Start of Reading passage
How helping others helps your brain stay younger | Ageing better
Turn Back the Clock: The Age-Defying Edit
There’s a powerful new piece of research we had to share — because it shines a light on something many of us feel instinctively, but now science has confirmed it.
A major 20-year study following more than 31,000 adults aged 51+ has revealed something remarkable:
👉 Helping others — even just a little each week — can keep your brain healthier and slow cognitive ageing.
Published in Social Science & Medicine (2025), the study tracked how people moved in and out of helping roles over time, from formal volunteering to simple acts of support like checking on neighbours, helping with shopping or staying involved in community groups.
And the findings? They’re a blueprint for ageing well.
💡 What the researchers discovered
✨ Starting to help others boosts thinking skills.
People who began volunteering or helping showed improvements in memory, attention and reasoning — and their brains appeared to age more slowly.
✨ Staying involved amplifies the benefits.
Those who kept helping over the long term saw compounding gains. The longer they stayed engaged, the stronger the effect.
✨ There’s a sweet spot: 2–4 hours per week.
Moderate, consistent involvement brought the greatest cognitive benefits. No need for big commitments — small, steady actions are what count.
✨ Stopping suddenly can reduce gains.
People who disengaged completely lost some of the benefits, showing that consistency really matters for brain health.
🧠 Why this matters for ageing well
This research is a powerful reminder that purpose, connection and contribution aren’t just “nice extras” — they’re biological necessities for a healthier brain.
Helping others stimulates key areas linked to planning, memory, problem-solving and emotional regulation.
In other words:
👉 Helping helps the helper — deeply, measurably and sustainably.
End of Reading passage
Start of Source material
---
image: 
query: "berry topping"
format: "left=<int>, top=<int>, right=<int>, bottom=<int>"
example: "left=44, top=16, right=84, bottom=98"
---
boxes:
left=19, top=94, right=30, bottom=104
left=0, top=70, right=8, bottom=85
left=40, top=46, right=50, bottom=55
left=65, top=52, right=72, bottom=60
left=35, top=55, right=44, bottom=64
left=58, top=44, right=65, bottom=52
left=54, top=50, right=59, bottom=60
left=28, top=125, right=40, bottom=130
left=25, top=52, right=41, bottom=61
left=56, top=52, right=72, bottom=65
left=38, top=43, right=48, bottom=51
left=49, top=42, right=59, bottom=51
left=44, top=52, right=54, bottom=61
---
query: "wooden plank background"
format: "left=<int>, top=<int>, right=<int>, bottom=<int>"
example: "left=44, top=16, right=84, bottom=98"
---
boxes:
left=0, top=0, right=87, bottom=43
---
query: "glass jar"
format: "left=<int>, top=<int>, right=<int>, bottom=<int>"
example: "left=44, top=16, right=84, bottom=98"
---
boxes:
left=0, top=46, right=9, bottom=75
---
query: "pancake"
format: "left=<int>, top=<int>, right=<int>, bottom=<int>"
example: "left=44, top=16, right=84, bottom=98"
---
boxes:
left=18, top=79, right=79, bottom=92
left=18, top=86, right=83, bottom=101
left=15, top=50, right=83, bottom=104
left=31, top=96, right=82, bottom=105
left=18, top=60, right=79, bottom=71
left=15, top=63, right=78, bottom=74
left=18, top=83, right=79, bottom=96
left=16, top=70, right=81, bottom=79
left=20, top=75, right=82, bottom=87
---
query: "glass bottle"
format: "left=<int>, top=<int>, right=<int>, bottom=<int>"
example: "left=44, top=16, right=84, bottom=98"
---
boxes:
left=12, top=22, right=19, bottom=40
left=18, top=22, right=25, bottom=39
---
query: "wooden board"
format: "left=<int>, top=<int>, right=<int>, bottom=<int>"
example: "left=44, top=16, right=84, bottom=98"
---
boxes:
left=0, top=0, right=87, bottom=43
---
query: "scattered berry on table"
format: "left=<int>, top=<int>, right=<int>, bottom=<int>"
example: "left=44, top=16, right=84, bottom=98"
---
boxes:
End of Source material
Exercise requirements:
A. Decide whether each statement agrees with the article on helping others and brain ageing: (i) the study followed more than 31,000 adults aged 51+ for 20 years; (ii) the greatest cognitive benefits came from more than 10 hours of helping per week; (iii) people who stopped helping entirely lost some of the benefits. Answer yes or no for each, quoting the deciding words.
B. Rewrite the article on helping others and brain ageing from "Those who kept" to "hours per week.", putting "years" in place of "long term".
C. Carry on the article on helping others and brain ageing from its last line.
The data come from a separate source and are not part of the article.

Answers to the problems:
A.
(i) Yes: "A major 20-year study following more than 31,000 adults aged 51+"
(ii) No: "There’s a sweet spot: 2–4 hours per week."
(iii) Yes: "People who disengaged completely lost some of the benefits"

B.
Those who kept helping over the years saw compounding gains. The longer they stayed engaged, the stronger the effect.
✨ There’s a sweet spot: 2–4 hours per week.

C.
And when you add physical activity into the mix?
You’ve got one of the strongest combinations for healthy ageing we know of.
💚 Why this matters for Move it or Lose it
Our classes aren’t just exercise sessions — they’re communities.
People connect, laugh, support one another and build meaningful relationships. That is helping behaviour, and it all counts.
And now we know:
These moments don’t just lift spirits — they help protect brain health.
If class members feel inspired to do even more, our charity partner, Royal Voluntary Service, makes it incredibly easy to find meaningful local or online roles through their Volunteer Revolution platform.
👉 Explore opportunities: https://govo.org/
A small weekly commitment could be one of the most powerful things they do to keep their minds sharp.
✅ Key Takeaways
💚 Helping helps the helper.
Supporting others — formally or informally — slows cognitive ageing and strengthens thinking skills.
🕓 Consistency beats intensity.
Just 2–4 hours a week of helping delivers the biggest benefits.
🌟 Move it or Lose it classes spark more than movement.
Every supportive interaction in a Move it or Lose it class helps build stronger brains, stronger communities and more purposeful lives.